■ TEXT TO READ ■
The sgmllib module, shown in Example 5-5, provides a basic SGML parser. It works pretty much the same as the xmllib parser, but is less restrictive (and less complete).

Like in xmllib, this parser calls methods in itself to deal with things like start tags, data sections, end tags, and entities. If you're only interested in a few tags, you can define special start and end methods.

Example 5.5. Using the sgmllib Module to Extract the Title Element

File: sgmllib-example-1.py

import sgmllib
import string

class FoundTitle(Exception):
    pass

class ExtractTitle(sgmllib.SGMLParser):

    def __init__(self, verbose=0):
        sgmllib.SGMLParser.__init__(self, verbose)
        self.title = self.data = None

    def handle_data(self, data):
        if self.data is not None:
            self.data.append(data)

    def start_title(self, attrs):
        self.data = []

    def end_title(self):
        self.title = string.join(self.data, "")
        raise FoundTitle # abort parsing!

def extract(file):
    # extract title from an HTML/SGML stream
    p = ExtractTitle()
    try:
        while 1:
            # read small chunks
            s = file.read(512)

■ SET PROBLEM A ■
Scale the entries from the line with "Practice step: point at the beanie" up to and including the end of the entries, multiplying every coordinate in the answers by 0.2 and rounding to whole numbers with halves rounded up. Write these lines out again, keeping their requests and leaving out the pictures.
The sgmllib text and the entries are unrelated.

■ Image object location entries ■
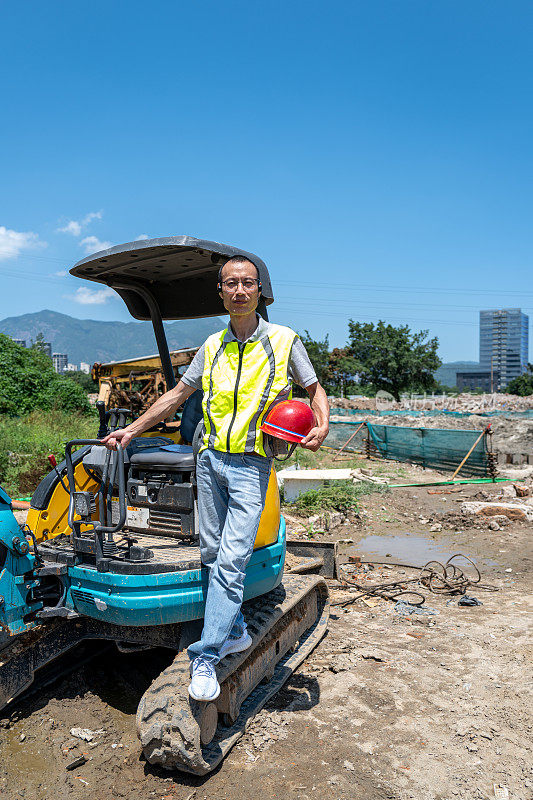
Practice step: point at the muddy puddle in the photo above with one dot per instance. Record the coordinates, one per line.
(408, 548)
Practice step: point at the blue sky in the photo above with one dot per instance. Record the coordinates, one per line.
(376, 155)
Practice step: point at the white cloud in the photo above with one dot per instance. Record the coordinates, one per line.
(12, 243)
(75, 226)
(72, 227)
(92, 244)
(92, 297)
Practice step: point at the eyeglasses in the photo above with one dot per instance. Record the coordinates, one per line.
(247, 283)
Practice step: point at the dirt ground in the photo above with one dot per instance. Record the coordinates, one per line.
(389, 705)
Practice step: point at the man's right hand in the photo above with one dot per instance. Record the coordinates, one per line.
(123, 435)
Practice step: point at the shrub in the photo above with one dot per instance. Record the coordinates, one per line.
(340, 496)
(28, 382)
(25, 443)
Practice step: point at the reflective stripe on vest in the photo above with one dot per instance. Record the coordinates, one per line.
(241, 382)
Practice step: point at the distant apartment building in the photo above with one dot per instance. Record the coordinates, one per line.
(60, 361)
(503, 344)
(478, 378)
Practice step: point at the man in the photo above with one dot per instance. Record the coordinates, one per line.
(243, 371)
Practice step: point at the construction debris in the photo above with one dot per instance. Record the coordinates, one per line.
(512, 511)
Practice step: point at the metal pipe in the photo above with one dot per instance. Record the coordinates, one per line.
(159, 330)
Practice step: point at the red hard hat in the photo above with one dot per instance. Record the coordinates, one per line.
(290, 420)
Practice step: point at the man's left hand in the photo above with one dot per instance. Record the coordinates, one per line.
(314, 438)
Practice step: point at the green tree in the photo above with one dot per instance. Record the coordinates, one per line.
(523, 384)
(342, 371)
(393, 358)
(28, 381)
(318, 352)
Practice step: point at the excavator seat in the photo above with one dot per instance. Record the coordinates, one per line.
(176, 457)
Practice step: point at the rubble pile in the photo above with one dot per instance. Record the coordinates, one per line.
(513, 503)
(466, 402)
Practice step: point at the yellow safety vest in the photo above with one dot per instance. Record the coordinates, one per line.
(241, 382)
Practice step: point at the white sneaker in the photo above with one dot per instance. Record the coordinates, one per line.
(236, 645)
(204, 684)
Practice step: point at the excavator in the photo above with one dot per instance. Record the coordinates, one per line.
(110, 550)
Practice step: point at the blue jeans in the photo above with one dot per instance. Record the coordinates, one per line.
(231, 496)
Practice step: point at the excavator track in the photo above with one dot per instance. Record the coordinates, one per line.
(178, 732)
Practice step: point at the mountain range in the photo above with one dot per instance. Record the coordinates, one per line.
(92, 340)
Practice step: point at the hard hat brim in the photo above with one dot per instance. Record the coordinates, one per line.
(282, 433)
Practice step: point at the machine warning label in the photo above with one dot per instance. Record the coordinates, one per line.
(135, 517)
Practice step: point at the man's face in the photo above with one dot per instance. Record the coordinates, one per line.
(239, 300)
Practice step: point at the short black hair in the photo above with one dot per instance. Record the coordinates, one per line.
(237, 260)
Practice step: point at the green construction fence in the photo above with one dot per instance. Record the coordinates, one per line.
(437, 448)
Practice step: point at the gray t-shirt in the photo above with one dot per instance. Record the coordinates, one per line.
(301, 371)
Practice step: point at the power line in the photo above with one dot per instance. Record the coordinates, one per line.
(379, 303)
(306, 312)
(356, 286)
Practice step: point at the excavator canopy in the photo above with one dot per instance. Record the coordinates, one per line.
(178, 274)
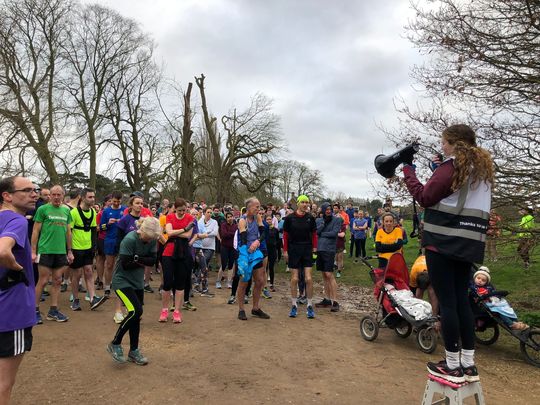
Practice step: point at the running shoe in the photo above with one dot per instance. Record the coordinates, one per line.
(177, 316)
(325, 303)
(118, 317)
(117, 353)
(259, 313)
(293, 312)
(76, 305)
(188, 306)
(164, 315)
(97, 301)
(440, 369)
(471, 374)
(56, 315)
(148, 288)
(136, 357)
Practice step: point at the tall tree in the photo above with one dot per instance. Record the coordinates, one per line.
(100, 46)
(248, 138)
(31, 34)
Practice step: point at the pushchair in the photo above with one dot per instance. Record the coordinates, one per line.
(391, 285)
(488, 324)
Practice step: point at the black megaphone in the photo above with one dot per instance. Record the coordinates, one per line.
(386, 165)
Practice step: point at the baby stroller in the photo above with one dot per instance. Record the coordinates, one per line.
(391, 290)
(488, 324)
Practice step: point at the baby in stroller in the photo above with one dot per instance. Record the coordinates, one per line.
(494, 300)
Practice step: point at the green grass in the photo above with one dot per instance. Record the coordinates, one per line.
(507, 274)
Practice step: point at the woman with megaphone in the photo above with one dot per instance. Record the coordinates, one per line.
(457, 201)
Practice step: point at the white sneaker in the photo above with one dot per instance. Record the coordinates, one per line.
(118, 317)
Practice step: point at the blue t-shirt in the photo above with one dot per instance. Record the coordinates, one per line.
(357, 233)
(18, 303)
(104, 225)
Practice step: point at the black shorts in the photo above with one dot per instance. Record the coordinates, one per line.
(82, 258)
(300, 256)
(325, 261)
(101, 247)
(15, 342)
(53, 261)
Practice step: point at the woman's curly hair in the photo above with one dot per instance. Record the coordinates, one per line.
(469, 159)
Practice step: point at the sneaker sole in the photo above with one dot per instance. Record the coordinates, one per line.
(456, 380)
(474, 378)
(57, 320)
(117, 360)
(137, 362)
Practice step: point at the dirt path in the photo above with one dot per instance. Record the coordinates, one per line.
(212, 358)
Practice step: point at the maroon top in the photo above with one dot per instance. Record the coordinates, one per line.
(439, 186)
(226, 232)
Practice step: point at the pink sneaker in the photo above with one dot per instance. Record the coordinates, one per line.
(164, 315)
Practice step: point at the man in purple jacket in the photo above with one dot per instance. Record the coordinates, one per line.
(18, 195)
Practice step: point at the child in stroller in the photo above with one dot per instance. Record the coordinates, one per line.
(400, 310)
(494, 300)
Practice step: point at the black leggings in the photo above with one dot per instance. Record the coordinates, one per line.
(133, 301)
(176, 273)
(450, 280)
(228, 256)
(360, 247)
(272, 257)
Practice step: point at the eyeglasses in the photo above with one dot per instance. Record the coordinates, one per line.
(26, 190)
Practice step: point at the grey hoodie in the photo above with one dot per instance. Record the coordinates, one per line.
(327, 233)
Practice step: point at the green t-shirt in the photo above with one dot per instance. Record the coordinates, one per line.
(82, 239)
(527, 223)
(132, 278)
(54, 223)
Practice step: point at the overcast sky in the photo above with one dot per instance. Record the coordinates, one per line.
(332, 68)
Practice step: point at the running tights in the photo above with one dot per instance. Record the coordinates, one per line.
(133, 300)
(450, 279)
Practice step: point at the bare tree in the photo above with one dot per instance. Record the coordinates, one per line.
(99, 48)
(131, 110)
(248, 139)
(180, 168)
(31, 33)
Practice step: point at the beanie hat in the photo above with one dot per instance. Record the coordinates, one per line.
(302, 198)
(484, 271)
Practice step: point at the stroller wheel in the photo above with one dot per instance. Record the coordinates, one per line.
(531, 348)
(369, 328)
(403, 330)
(488, 336)
(426, 339)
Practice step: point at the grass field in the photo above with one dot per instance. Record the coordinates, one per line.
(507, 273)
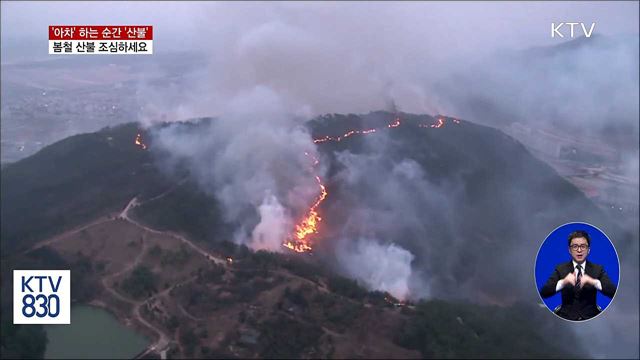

■ SET PROBLEM B ■
Reproduce the passage on the sgmllib module from "The sgmllib module, shown" up to and including "and end methods.".

■ TASK RESULT A ■
Practice step: point at the beanie hat in the photo above with one dot per instance. Record the coordinates, one per line.
(60, 40)
(97, 54)
Practice step: point at the stroller wheel in the photo above with one dot per instance. Record the coordinates, one per line.
(106, 70)
(74, 66)
(81, 66)
(98, 67)
(85, 68)
Practice step: point at the grass field in the photo above with one dot per instance. Record the coordinates, one per line.
(101, 55)

■ TASK RESULT B ■
The sgmllib module, shown in Example 5-5, provides a basic SGML parser. It works pretty much the same as the xmllib parser, but is less restrictive (and less complete).

Like in xmllib, this parser calls methods in itself to deal with things like start tags, data sections, end tags, and entities. If you're only interested in a few tags, you can define special start and end methods.